**** SUPPLIED ENTRIES ****
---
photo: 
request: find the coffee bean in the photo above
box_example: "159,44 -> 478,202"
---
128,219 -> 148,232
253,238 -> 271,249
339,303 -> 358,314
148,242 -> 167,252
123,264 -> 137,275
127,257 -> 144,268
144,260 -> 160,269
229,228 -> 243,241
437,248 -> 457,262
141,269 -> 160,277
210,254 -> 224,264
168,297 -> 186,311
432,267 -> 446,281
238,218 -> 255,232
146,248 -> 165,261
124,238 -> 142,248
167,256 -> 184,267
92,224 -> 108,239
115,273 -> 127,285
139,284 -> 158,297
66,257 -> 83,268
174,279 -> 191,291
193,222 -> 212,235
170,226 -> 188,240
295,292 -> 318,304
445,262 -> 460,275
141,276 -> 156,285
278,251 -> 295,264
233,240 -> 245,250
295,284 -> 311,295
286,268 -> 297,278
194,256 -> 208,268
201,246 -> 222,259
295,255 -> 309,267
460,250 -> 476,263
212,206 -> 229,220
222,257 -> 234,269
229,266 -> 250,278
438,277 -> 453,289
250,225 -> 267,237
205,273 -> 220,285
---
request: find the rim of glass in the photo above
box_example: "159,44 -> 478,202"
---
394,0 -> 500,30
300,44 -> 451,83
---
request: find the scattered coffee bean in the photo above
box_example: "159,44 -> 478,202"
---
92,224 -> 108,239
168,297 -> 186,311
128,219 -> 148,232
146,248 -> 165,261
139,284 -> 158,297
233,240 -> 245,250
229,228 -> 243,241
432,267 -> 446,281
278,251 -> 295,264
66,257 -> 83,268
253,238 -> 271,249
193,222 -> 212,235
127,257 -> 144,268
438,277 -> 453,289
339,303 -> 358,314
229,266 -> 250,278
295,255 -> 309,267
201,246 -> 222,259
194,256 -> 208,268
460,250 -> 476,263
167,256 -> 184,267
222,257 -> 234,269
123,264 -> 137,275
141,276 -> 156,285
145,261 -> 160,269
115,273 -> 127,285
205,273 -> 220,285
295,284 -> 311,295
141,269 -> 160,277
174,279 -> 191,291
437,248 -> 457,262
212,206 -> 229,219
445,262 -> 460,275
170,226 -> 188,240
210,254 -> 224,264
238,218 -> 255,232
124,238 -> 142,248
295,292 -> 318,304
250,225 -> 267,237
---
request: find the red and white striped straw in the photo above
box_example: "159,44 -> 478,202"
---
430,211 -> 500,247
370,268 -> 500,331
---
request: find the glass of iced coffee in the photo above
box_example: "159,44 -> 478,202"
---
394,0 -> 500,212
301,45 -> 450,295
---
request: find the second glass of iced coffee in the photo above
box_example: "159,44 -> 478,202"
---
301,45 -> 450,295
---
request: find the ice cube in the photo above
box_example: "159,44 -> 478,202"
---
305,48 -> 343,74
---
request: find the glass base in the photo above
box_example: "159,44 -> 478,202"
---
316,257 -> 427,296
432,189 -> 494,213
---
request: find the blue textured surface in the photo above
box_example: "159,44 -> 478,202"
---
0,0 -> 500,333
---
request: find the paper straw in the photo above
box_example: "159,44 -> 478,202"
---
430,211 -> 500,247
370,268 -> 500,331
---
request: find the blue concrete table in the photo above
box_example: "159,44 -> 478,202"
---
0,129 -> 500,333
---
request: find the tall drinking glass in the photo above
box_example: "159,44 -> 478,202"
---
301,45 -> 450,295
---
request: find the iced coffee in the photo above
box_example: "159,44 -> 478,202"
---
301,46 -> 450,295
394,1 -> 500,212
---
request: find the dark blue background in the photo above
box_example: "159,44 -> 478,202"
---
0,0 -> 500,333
****
| SET TASK |
Repeat the material from its first line up to and including the line with "300,44 -> 451,83", swapping "rim of glass" for "edge of the glass" and changing nothing else.

| WRITTEN SOLUTION |
---
photo: 
request: find the coffee bean in the photo above
box_example: "159,44 -> 478,202"
---
128,219 -> 148,232
253,238 -> 271,249
339,303 -> 358,314
148,242 -> 167,252
123,264 -> 137,275
127,257 -> 144,268
144,260 -> 160,269
229,228 -> 243,241
437,248 -> 457,262
141,269 -> 160,277
210,254 -> 224,264
168,297 -> 186,311
432,267 -> 446,281
238,218 -> 255,232
146,248 -> 165,261
124,238 -> 142,248
167,256 -> 184,267
92,224 -> 108,239
115,273 -> 127,285
139,284 -> 158,297
66,257 -> 83,268
174,279 -> 191,291
193,222 -> 212,235
170,226 -> 188,240
295,292 -> 318,304
445,262 -> 460,275
141,276 -> 156,285
278,251 -> 295,264
233,240 -> 245,250
295,284 -> 311,295
286,268 -> 297,278
194,256 -> 208,268
201,246 -> 222,259
295,255 -> 309,267
460,250 -> 476,263
212,206 -> 229,220
222,257 -> 234,269
229,266 -> 250,278
438,277 -> 453,289
250,225 -> 267,237
205,273 -> 220,285
---
request: find the edge of the glass in the photo above
box_example: "159,44 -> 478,202"
---
394,0 -> 500,30
300,44 -> 451,83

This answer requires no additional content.